═══ Material proporcionado ═══
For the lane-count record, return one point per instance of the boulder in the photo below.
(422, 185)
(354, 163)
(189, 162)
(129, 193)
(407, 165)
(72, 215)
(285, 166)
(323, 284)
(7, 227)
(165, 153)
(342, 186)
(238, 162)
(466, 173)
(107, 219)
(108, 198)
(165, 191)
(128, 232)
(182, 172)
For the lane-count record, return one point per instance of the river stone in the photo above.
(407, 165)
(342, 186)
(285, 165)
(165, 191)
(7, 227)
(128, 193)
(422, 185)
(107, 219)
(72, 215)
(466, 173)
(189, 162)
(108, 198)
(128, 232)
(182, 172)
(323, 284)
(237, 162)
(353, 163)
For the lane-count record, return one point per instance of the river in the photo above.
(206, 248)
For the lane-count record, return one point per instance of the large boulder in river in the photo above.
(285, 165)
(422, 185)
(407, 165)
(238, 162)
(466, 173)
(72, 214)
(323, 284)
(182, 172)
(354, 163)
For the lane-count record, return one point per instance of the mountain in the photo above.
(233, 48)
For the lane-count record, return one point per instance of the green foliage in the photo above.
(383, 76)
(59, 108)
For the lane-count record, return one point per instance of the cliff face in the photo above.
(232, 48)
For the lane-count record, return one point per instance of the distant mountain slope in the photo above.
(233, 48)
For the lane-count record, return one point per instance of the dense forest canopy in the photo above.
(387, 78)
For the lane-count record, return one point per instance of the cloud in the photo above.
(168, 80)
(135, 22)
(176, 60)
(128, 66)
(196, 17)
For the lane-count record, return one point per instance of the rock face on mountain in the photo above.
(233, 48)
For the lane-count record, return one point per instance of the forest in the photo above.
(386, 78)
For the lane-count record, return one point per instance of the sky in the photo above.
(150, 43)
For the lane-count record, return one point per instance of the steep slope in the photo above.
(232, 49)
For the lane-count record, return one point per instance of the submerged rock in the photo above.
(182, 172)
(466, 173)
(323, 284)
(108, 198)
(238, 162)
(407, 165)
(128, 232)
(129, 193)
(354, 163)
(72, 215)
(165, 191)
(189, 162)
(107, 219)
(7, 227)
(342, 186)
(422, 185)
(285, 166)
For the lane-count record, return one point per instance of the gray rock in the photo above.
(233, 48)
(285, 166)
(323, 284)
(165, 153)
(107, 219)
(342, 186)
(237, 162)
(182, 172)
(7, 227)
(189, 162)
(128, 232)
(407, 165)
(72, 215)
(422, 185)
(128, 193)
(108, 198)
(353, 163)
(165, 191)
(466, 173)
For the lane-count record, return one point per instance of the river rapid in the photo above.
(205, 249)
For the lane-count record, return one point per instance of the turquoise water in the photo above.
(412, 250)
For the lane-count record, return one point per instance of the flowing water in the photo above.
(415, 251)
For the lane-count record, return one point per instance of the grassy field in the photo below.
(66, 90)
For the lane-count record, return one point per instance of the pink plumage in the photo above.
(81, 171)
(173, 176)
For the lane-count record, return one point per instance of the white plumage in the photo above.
═══
Reescriba todo el material anterior sustituyendo "lane-count record" por "survey record", sin modificar nada más.

For the survey record, return one point per instance of the boulder in the photo below.
(422, 185)
(354, 163)
(189, 162)
(129, 193)
(407, 165)
(72, 215)
(285, 166)
(323, 284)
(7, 227)
(165, 153)
(342, 186)
(238, 162)
(466, 173)
(107, 219)
(108, 198)
(165, 191)
(128, 232)
(182, 172)
For the survey record, return one point per instance of the river stone in the photo above.
(407, 165)
(342, 186)
(285, 165)
(165, 191)
(7, 227)
(128, 193)
(422, 185)
(107, 219)
(72, 215)
(466, 173)
(189, 162)
(108, 198)
(128, 232)
(182, 172)
(323, 284)
(237, 162)
(353, 163)
For the survey record, return one point per instance of the river in the photo above.
(206, 248)
For the survey record, return one point per instance of the large boulder in river in the photo above.
(285, 165)
(422, 185)
(407, 165)
(238, 162)
(466, 173)
(72, 214)
(323, 284)
(182, 172)
(354, 163)
For the survey record, return one point per instance of the mountain in the photo above.
(233, 48)
For the survey record, return one point per instance of the green foliage in the photo above.
(383, 76)
(59, 108)
For the survey record, return one point per instance of the cliff face in the photo above.
(232, 48)
For the survey record, return one point per instance of the distant mountain slope in the photo above.
(233, 48)
For the survey record, return one point per instance of the dense forest canopy in the photo above.
(387, 78)
For the survey record, return one point per instance of the cloud in the photo above.
(168, 80)
(135, 22)
(176, 60)
(128, 66)
(196, 17)
For the survey record, return one point per instance of the rock face on mountain in the photo above.
(233, 48)
For the survey record, return one point per instance of the forest in the photo above.
(386, 78)
For the survey record, return one point per instance of the sky in the photo above.
(150, 43)
For the survey record, return one point per instance of the steep slope in the photo above.
(232, 49)
For the survey record, return one point per instance of the submerged rock in the photo above.
(182, 172)
(466, 173)
(323, 284)
(108, 198)
(238, 162)
(407, 165)
(128, 232)
(129, 193)
(354, 163)
(72, 215)
(165, 191)
(189, 162)
(107, 219)
(7, 227)
(342, 186)
(422, 185)
(285, 166)
For the survey record, return one point per instance of the gray rock in the photo above.
(233, 48)
(285, 166)
(323, 284)
(165, 153)
(107, 219)
(342, 186)
(237, 162)
(182, 172)
(7, 227)
(189, 162)
(128, 232)
(407, 165)
(72, 215)
(422, 185)
(128, 193)
(108, 198)
(353, 163)
(165, 191)
(466, 173)
For the survey record, return one point per instance of the river rapid in the photo above.
(205, 249)
For the survey record, return one point per instance of the turquoise water in the photo above.
(412, 250)
For the survey record, return one point per instance of the flowing water in the photo above.
(415, 251)
For the survey record, return one point per instance of the grassy field in the photo below.
(66, 90)
For the survey record, return one point per instance of the pink plumage in the photo above.
(81, 171)
(173, 176)
For the survey record, return one point per instance of the white plumage in the photo above.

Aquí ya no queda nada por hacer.